• _DATASET CONTENT_:
————

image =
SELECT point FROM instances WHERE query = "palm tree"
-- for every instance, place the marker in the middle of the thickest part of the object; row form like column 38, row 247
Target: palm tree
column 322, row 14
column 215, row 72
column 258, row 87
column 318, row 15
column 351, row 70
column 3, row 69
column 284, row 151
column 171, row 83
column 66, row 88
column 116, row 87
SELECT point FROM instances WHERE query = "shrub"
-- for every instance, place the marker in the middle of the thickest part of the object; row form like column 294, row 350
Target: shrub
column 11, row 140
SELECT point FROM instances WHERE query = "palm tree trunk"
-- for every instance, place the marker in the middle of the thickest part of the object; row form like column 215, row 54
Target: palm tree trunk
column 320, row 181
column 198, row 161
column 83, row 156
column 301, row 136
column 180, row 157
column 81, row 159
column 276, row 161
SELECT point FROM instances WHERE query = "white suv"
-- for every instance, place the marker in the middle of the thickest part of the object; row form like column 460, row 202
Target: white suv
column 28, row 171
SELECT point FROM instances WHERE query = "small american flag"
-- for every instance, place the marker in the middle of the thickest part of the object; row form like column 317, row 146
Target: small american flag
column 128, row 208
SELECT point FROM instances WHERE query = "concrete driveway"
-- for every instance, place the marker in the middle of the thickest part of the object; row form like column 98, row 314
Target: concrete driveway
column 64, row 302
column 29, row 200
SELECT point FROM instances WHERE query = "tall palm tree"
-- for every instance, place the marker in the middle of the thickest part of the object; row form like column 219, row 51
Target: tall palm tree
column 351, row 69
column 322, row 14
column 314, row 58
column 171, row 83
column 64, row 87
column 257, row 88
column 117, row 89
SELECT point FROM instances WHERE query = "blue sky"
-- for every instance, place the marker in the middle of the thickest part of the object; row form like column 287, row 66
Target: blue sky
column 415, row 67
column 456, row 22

————

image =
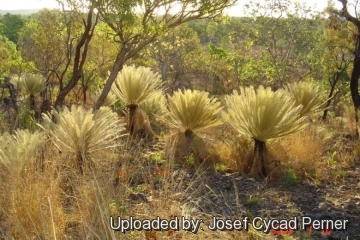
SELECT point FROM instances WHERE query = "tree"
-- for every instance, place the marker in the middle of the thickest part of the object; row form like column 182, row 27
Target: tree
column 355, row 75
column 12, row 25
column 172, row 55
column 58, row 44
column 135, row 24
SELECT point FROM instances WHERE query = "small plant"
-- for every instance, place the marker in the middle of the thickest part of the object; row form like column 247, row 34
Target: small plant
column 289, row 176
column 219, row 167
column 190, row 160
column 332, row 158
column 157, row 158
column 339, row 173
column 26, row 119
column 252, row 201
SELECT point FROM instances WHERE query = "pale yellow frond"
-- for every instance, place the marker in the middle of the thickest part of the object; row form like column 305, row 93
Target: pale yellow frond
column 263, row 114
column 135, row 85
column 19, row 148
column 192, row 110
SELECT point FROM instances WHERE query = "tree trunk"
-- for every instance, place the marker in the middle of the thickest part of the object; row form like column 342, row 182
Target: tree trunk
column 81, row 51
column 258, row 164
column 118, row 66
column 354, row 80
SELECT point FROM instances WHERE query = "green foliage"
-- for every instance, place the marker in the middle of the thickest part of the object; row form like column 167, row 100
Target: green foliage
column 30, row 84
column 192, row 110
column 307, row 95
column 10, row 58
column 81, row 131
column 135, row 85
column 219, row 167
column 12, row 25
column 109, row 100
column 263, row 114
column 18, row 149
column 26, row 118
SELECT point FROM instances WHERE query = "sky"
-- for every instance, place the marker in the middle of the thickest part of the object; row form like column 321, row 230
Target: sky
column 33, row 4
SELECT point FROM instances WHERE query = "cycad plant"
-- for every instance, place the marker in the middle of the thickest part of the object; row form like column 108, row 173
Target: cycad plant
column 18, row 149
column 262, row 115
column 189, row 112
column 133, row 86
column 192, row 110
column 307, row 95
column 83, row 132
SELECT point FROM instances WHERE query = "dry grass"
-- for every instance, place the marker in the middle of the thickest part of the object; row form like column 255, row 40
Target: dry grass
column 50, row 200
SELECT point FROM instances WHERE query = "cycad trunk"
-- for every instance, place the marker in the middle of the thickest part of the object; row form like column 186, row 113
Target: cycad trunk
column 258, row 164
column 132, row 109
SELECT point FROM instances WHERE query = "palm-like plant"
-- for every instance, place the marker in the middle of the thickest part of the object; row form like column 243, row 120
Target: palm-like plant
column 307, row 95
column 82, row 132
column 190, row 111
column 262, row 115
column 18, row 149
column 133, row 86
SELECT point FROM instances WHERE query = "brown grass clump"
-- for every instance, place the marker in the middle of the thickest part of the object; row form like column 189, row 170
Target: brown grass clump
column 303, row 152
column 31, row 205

————

• _PROBLEM REQUIREMENTS_: Considering only the material above, set down every line from the one with "321, row 230" to the one with "243, row 120", inclusive, exactly as written.

• _WRITTEN REPLY_:
-- for every instance, place the marker in the middle of the thickest part of the object; row form like column 321, row 230
Target: sky
column 33, row 4
SELECT point FROM instances WHERE query = "cycad plant"
-- for every instance, place the marker in the middle of the thickest part of the object; row form like column 108, row 173
Target: cycad plant
column 18, row 149
column 262, row 115
column 189, row 112
column 133, row 86
column 192, row 110
column 307, row 95
column 83, row 132
SELECT point FROM instances WHERE query = "dry grass"
-- for every instance, place the marker in the middle of the thickest part of the object; row form like column 255, row 40
Target: dry grass
column 50, row 200
SELECT point FROM instances WHERE query = "cycad trunk"
-- for every instance, place the marker in the middle of the thickest part of the object; row form like column 186, row 113
Target: cycad trunk
column 258, row 164
column 132, row 109
SELECT point FROM instances WHERE query = "palm-like plant"
-- for every instance, place the marker in the middle of the thickest part of the object; row form like column 243, row 120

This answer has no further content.